▶ AVAILABLE RECORDS:
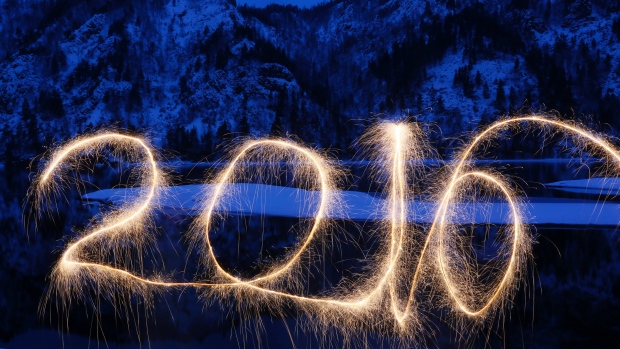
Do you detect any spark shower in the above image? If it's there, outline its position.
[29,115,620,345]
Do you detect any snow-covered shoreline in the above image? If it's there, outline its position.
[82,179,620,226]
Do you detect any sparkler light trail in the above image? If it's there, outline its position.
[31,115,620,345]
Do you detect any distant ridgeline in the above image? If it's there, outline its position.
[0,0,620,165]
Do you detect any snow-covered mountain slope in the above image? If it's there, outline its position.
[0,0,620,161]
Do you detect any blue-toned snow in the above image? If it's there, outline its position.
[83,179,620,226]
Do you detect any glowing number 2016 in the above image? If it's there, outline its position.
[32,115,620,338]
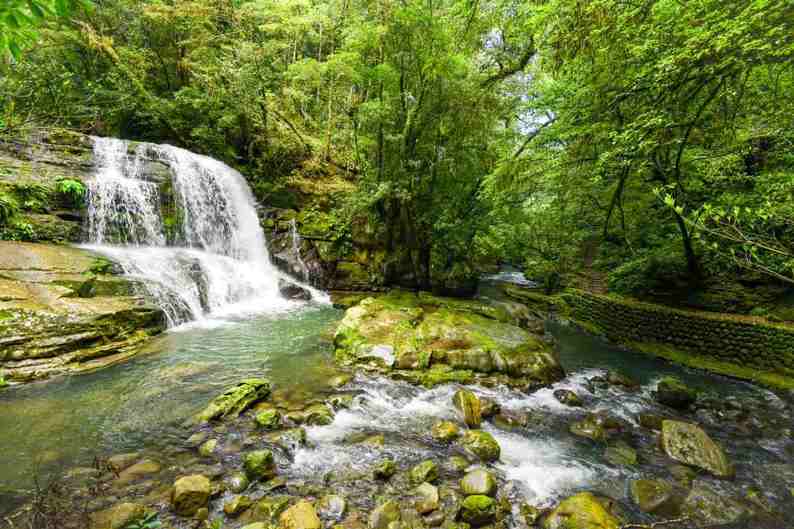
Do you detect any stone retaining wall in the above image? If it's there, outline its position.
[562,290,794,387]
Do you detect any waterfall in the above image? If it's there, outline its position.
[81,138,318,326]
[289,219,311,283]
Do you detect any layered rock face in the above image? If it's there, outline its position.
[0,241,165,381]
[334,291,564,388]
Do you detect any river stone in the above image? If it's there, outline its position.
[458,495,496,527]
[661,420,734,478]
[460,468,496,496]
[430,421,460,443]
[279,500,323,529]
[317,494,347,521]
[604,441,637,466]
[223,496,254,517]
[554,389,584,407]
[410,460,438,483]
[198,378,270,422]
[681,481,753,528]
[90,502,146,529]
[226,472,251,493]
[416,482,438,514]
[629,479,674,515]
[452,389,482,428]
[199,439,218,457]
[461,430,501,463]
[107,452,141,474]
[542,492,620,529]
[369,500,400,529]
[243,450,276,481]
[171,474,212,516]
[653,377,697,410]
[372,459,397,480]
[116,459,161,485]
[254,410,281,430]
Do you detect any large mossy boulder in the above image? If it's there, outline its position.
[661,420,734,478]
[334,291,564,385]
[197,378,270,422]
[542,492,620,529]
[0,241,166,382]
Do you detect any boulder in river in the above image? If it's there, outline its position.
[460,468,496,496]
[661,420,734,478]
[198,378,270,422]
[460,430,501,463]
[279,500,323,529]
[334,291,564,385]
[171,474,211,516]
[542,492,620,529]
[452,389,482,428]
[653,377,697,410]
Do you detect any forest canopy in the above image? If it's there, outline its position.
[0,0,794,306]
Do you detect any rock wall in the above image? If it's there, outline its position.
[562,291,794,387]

▶ WHAT IS REQUIRED:
Return each line in the rows above that contains the string "covered".

▶ SOLUTION TO THIS EXERCISE:
Do you detect any snow-covered shoreline in the above image? If it's there, outline its position.
Do you detect any snow-covered mountain slope in the above image? If it's there, outline its position.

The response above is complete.